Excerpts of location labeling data

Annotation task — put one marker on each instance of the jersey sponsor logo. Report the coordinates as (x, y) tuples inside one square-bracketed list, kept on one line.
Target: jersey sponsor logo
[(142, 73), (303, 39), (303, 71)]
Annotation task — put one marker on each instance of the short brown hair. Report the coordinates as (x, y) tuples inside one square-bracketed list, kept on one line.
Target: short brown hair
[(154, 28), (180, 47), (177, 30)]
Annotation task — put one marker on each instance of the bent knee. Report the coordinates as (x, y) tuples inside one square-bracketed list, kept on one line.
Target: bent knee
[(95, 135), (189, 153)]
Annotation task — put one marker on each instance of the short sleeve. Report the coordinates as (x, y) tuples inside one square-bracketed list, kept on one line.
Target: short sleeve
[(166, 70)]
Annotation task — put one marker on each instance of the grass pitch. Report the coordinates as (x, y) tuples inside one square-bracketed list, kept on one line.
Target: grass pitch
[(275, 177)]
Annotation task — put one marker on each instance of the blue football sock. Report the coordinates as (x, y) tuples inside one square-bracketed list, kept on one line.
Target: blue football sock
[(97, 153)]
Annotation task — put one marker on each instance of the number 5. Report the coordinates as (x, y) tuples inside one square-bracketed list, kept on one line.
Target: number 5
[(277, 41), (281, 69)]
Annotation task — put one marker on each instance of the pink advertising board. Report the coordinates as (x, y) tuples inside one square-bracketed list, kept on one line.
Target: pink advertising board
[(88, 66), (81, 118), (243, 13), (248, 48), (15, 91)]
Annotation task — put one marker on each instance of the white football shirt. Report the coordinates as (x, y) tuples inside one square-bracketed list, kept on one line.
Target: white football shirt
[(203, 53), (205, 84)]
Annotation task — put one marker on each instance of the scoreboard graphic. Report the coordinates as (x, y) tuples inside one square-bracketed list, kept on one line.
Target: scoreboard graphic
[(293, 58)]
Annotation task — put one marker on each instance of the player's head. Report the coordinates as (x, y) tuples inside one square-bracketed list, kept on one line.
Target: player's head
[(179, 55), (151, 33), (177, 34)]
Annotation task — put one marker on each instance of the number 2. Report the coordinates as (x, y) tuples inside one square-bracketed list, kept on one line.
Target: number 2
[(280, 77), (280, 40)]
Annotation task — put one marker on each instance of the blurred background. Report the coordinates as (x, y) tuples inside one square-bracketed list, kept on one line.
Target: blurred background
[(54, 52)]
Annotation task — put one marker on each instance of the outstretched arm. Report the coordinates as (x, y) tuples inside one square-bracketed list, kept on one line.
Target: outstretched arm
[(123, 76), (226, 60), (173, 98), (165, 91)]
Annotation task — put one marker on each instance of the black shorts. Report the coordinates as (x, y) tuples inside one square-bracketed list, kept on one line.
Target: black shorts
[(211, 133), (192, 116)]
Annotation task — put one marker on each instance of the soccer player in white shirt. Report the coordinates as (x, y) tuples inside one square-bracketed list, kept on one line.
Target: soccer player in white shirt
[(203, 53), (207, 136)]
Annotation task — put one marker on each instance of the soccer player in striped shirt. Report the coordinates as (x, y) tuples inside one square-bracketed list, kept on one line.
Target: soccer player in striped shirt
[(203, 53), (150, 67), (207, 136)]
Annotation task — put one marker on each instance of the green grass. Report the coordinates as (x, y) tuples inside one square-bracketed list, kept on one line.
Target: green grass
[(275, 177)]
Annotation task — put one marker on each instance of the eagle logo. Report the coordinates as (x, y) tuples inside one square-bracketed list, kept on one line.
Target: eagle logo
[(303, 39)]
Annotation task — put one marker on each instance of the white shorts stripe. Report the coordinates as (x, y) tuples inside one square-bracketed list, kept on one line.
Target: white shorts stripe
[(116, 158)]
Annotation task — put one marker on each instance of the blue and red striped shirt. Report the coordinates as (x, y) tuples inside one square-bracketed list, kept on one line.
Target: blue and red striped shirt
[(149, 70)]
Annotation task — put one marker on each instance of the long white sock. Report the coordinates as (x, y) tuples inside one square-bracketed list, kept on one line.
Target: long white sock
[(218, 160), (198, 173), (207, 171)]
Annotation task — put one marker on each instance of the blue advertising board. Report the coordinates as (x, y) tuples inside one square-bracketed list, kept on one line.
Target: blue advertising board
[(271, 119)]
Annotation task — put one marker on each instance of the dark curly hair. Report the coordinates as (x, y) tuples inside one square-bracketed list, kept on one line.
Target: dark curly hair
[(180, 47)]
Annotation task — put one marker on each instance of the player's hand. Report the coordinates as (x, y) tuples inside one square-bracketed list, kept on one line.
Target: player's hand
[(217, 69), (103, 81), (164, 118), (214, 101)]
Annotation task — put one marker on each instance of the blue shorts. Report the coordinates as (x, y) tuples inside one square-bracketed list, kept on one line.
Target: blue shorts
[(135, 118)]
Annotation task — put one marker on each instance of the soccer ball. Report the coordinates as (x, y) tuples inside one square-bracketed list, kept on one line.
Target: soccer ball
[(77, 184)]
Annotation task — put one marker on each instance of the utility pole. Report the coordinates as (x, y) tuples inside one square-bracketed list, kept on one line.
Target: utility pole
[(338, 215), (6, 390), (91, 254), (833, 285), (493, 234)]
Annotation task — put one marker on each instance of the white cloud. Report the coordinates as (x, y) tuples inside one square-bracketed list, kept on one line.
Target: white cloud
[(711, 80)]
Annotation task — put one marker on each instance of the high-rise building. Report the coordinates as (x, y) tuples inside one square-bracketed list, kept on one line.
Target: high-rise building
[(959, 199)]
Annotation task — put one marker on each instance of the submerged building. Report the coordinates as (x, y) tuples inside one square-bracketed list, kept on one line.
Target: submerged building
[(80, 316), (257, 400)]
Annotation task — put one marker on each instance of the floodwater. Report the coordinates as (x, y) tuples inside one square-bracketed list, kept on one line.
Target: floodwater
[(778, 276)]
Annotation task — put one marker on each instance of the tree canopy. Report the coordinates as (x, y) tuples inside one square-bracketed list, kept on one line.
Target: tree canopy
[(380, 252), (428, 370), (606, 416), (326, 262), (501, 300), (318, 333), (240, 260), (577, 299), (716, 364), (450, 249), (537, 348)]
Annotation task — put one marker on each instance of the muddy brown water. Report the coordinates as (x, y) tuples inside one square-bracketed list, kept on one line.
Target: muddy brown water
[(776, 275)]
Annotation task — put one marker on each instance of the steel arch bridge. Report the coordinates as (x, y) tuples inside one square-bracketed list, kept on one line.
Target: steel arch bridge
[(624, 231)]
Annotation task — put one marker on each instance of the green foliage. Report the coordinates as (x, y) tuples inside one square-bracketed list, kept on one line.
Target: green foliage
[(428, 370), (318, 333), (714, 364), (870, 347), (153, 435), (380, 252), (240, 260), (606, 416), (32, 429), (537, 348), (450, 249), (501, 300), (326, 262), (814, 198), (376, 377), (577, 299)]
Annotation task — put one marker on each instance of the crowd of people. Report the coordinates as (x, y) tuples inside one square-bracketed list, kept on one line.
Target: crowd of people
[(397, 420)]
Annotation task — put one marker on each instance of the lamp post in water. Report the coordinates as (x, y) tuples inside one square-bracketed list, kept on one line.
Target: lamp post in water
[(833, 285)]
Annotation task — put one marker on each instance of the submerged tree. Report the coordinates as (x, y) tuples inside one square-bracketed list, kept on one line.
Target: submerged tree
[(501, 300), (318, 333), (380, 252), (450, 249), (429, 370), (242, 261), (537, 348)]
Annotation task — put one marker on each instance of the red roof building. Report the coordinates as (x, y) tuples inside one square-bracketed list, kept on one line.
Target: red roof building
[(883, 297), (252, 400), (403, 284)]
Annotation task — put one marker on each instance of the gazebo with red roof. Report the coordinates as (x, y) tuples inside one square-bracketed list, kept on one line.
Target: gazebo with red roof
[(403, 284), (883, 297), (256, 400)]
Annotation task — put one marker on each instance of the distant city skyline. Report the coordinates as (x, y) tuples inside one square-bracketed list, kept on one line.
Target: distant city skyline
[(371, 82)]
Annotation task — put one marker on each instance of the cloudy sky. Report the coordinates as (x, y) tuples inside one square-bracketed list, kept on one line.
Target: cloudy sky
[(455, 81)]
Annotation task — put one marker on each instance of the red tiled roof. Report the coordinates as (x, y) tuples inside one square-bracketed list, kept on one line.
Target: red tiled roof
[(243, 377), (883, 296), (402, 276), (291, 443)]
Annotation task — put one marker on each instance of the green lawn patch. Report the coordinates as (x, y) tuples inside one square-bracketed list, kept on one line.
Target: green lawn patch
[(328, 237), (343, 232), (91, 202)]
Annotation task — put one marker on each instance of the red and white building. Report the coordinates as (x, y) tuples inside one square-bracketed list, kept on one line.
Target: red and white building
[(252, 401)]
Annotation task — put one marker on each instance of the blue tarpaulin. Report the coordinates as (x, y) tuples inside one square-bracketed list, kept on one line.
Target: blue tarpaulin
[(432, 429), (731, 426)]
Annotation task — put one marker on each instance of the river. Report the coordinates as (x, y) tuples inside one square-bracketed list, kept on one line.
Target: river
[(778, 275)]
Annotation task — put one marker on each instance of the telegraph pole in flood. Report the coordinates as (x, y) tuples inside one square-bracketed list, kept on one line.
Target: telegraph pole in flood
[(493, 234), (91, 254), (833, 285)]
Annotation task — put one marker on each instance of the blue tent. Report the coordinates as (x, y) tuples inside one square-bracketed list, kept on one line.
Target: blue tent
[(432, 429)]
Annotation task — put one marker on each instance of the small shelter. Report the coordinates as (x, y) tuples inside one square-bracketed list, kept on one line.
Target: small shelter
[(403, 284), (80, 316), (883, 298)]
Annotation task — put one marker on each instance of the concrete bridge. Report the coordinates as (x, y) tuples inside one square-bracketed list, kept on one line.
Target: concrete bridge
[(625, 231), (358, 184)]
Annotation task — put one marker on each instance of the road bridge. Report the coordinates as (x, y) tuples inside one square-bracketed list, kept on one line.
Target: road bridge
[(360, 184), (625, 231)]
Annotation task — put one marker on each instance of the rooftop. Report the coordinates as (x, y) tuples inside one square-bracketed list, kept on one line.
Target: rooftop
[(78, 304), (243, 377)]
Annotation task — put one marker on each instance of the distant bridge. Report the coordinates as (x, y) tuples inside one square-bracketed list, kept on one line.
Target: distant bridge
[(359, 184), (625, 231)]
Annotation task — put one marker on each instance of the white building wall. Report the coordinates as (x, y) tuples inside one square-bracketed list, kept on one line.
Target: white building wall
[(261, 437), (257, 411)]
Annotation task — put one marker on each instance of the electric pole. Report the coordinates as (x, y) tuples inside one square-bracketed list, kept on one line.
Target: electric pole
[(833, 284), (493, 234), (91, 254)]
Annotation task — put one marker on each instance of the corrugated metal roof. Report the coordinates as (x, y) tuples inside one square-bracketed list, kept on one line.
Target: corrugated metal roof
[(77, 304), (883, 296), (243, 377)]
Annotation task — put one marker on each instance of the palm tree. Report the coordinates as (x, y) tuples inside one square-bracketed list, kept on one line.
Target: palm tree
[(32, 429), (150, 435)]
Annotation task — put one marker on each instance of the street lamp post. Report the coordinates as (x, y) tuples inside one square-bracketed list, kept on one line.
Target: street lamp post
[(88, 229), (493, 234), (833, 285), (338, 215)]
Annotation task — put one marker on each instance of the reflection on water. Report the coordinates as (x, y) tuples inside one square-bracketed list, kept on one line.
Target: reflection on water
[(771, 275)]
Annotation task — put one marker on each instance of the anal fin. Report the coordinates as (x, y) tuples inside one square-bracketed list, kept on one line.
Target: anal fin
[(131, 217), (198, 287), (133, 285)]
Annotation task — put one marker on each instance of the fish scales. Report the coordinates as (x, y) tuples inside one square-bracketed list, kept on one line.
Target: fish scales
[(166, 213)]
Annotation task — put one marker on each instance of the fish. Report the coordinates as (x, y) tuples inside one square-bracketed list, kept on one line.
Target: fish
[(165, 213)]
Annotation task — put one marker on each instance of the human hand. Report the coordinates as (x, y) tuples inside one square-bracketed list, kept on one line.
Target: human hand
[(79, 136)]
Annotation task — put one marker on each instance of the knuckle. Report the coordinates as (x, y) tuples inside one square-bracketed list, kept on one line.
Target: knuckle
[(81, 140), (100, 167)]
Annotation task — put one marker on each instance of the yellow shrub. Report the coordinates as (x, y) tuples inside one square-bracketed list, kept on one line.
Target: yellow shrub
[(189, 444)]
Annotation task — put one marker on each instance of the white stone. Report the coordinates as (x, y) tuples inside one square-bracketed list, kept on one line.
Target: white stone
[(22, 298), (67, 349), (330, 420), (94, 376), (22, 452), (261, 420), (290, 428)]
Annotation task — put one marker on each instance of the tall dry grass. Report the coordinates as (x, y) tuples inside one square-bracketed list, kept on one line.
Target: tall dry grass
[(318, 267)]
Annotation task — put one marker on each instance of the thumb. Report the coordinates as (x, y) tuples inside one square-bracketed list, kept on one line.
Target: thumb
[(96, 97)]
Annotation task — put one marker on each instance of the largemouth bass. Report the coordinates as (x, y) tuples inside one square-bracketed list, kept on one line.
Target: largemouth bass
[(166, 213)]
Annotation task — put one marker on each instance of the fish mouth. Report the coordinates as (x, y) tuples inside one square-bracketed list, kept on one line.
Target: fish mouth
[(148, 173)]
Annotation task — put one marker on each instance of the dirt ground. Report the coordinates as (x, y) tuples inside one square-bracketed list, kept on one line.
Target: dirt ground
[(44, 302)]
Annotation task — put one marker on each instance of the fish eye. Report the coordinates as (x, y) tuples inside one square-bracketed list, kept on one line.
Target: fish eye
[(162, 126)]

#### Problem to solve
Rewrite the data as a numbered list, running from the line containing "of the floodwater." through the line containing "[(833, 285)]", with both of those lines included and any blank lines omitted.

#### Full output
1. Annotation task — put one marker on each instance of the floodwater. Report the coordinates as (x, y) tuples inside one square-bracketed list, kept on one line.
2. Target: floodwater
3. [(778, 276)]
4. Annotation task — put one marker on each instance of the tree canopy. Report the coordinates as (x, y) tuples inside one square-bracketed list, kept on one line.
5. Target: tree canopy
6. [(380, 252), (428, 370), (606, 416), (326, 262), (501, 300), (318, 333), (240, 260), (577, 299), (716, 364), (450, 249), (537, 348)]
7. Annotation task — put one marker on each instance of the muddy brown water. Report the coordinates as (x, y) tuples inside one square-bracketed list, kept on one line.
8. Target: muddy brown water
9. [(776, 275)]
10. Annotation task — put one marker on each instance of the steel arch bridge. Report the coordinates as (x, y) tuples inside one square-bracketed list, kept on one line.
11. Target: steel arch bridge
12. [(624, 231)]
13. Annotation task — put one marker on each instance of the green foliage. Report the coordinates as (x, y) tuples inside one square-bracketed list, kept on one line.
14. Target: green foliage
15. [(428, 370), (318, 333), (714, 364), (870, 347), (153, 435), (380, 252), (240, 260), (606, 416), (32, 429), (537, 348), (450, 249), (501, 300), (326, 262), (814, 198), (376, 377), (577, 299)]
16. Annotation task — put one marker on each instance of the crowd of people. Report the coordinates as (x, y) tuples inside one square-bracketed list, kept on one line.
17. Target: crowd of people
18. [(397, 420)]
19. Annotation task — put one marker on each instance of the lamp post in water. Report the coordinates as (x, y) tuples inside one square-bracketed list, kept on one line.
20. Target: lamp post in water
21. [(833, 285)]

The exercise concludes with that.